BRIEF: Without any of the pictures, set down the data below exactly.

==== INPUT FOR THIS TASK ====

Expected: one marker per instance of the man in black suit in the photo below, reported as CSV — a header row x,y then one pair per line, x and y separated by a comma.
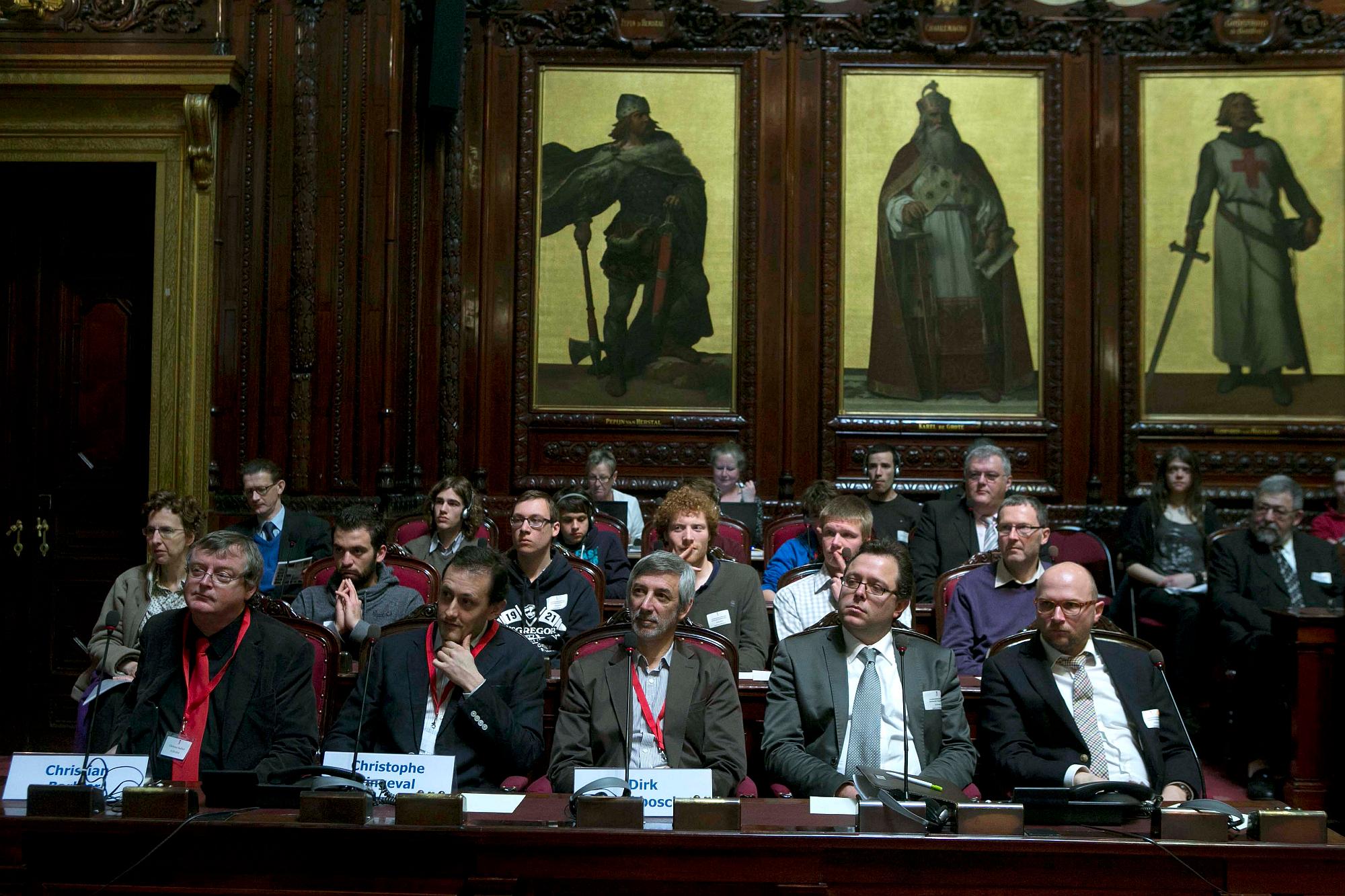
x,y
1063,708
840,697
954,529
1268,567
249,700
486,706
282,534
681,702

====

SOLUTION TO THIS TASK:
Expected: one marker per instance of the man in black suit in the photo below, reported as CSV — a header row x,y then one pair per line, x and y separated by a comma.
x,y
1063,708
840,697
954,529
1268,567
249,700
486,706
282,534
681,702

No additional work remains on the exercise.